Stated goal 1: Update the listing, from its start through the line holding "[(174, 131)]", inclusive, by replacing "pile" with "heap" and keeping everything else unchanged. Give back only those lines, and leave the pictures out.

─── Provided passage ───

In document A perversion of the voluntary sector? (Sider 76-79)

6. ANALYSIS OF SOCIALISATION IN ORGANISATIONS

6.3 The development of the organisation specific volunteer

6.3.3 Organisational culture

Many of the volunteers in URK emphasise the importance of building a social network.

This could also be a part of a strategy to convert into economic capital, if their social network is used for getting a job. This tendency of transforming capitals does not seem present in FDF.

“We have a lot of silly rituals in the unit…Our summer camp – everything we do from we get up to we go to bed are silly, old traditions…We have this tradition…

I actually don’t quite know why we do it…”

How the peculiar traditions appear to the respondents is, in Bourdieu’s terms, doxa. The traditions remind them that they are not socialised, because they do not understand the rituals. The traditions are unsaid, but permeate the organisation and this may seem overwhelming to new volunteers.

As became clear in the empirical section, all the volunteers threw themselves into the role as a volunteer before considering what values FDF stood for, what responsibility the role as volunteer demanded or any considerations at all. Doxa is allowed to dominate due to this construction of actions in FDF. As the culture cannot be explained, it results in a certain pattern. As the general secretary describes it:

“Words do not come before action, but action comes before words. That means that the leaders ‘just do it’. When asked, what they actually did, the leaders an-swer, but if they are asked to elaborate on it, they haven’t really considered it”

─── Available data ───

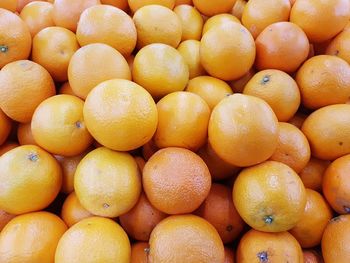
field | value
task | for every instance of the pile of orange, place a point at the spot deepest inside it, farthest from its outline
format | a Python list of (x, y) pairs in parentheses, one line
[(174, 131)]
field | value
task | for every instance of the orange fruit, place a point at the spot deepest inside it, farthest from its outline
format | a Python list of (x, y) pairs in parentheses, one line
[(233, 57), (134, 223), (119, 32), (93, 64), (210, 8), (278, 89), (211, 89), (335, 239), (328, 131), (309, 230), (176, 180), (72, 211), (79, 244), (37, 15), (120, 114), (243, 130), (275, 199), (273, 49), (320, 20), (160, 69), (31, 237), (189, 50), (183, 119), (189, 237), (293, 149), (19, 81), (218, 209), (58, 126), (15, 38), (324, 80), (312, 174), (191, 20), (336, 184), (257, 14), (104, 171), (23, 171), (67, 13), (157, 24), (256, 246), (53, 48)]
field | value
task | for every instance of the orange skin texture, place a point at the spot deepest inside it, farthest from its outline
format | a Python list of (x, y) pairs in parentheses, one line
[(309, 230), (328, 131), (293, 149), (19, 80), (335, 240), (67, 13), (276, 198), (258, 14), (134, 223), (324, 80), (274, 51), (243, 130), (15, 38), (255, 247), (320, 20), (119, 32), (218, 209), (185, 237), (176, 180)]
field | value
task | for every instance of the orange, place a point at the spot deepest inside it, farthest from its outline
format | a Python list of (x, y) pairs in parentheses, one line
[(211, 89), (218, 209), (328, 131), (15, 38), (31, 238), (119, 32), (258, 14), (183, 119), (210, 8), (293, 149), (141, 219), (26, 170), (275, 199), (312, 174), (58, 126), (79, 244), (176, 180), (19, 81), (278, 89), (160, 69), (53, 48), (324, 80), (233, 57), (120, 114), (309, 230), (243, 130), (320, 20), (274, 51), (189, 237), (336, 184), (37, 15), (189, 50), (93, 64), (104, 171), (260, 247), (335, 240), (157, 24), (72, 211), (191, 20), (66, 13)]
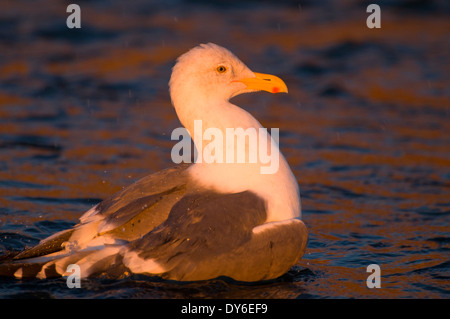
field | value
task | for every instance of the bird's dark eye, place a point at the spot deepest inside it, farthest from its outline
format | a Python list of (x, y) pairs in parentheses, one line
[(221, 69)]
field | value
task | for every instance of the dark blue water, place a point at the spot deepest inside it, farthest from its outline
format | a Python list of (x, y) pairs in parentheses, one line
[(365, 128)]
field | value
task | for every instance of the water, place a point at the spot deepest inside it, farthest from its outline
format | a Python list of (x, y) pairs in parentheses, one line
[(365, 128)]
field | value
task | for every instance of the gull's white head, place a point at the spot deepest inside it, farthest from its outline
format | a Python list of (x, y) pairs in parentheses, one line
[(212, 73)]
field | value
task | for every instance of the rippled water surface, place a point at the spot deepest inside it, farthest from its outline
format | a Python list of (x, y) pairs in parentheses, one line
[(365, 128)]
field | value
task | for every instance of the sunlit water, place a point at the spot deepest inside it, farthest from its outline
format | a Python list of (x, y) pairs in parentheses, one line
[(365, 128)]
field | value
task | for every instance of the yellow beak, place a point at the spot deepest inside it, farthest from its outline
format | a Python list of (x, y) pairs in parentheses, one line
[(265, 82)]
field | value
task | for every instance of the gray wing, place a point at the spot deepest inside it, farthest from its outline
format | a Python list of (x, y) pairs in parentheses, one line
[(208, 235), (127, 215)]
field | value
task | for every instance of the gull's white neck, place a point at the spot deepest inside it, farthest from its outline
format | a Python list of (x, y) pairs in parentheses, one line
[(280, 189)]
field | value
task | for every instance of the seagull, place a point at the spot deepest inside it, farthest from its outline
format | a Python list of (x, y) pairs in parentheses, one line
[(193, 221)]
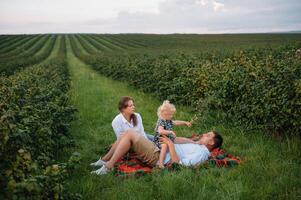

───

Stated goal 2: Reproduce the passage on organisational culture in full, with no changes.

Correct result 1:
field | value
task | for every instance of the heap of orange, place a point at the spot deepest inside it, farthest from its outline
format | a Python list of (x, y) pairs in parentheses, one line
[(174, 131)]

Correct result 2:
In document A perversion of the voluntary sector? (Sider 76-79)

6. ANALYSIS OF SOCIALISATION IN ORGANISATIONS

6.3 The development of the organisation specific volunteer

6.3.3 Organisational culture

Many of the volunteers in URK emphasise the importance of building a social network.

This could also be a part of a strategy to convert into economic capital, if their social network is used for getting a job. This tendency of transforming capitals does not seem present in FDF.

“We have a lot of silly rituals in the unit…Our summer camp – everything we do from we get up to we go to bed are silly, old traditions…We have this tradition…

I actually don’t quite know why we do it…”

How the peculiar traditions appear to the respondents is, in Bourdieu’s terms, doxa. The traditions remind them that they are not socialised, because they do not understand the rituals. The traditions are unsaid, but permeate the organisation and this may seem overwhelming to new volunteers.

As became clear in the empirical section, all the volunteers threw themselves into the role as a volunteer before considering what values FDF stood for, what responsibility the role as volunteer demanded or any considerations at all. Doxa is allowed to dominate due to this construction of actions in FDF. As the culture cannot be explained, it results in a certain pattern. As the general secretary describes it:

“Words do not come before action, but action comes before words. That means that the leaders ‘just do it’. When asked, what they actually did, the leaders an-swer, but if they are asked to elaborate on it, they haven’t really considered it”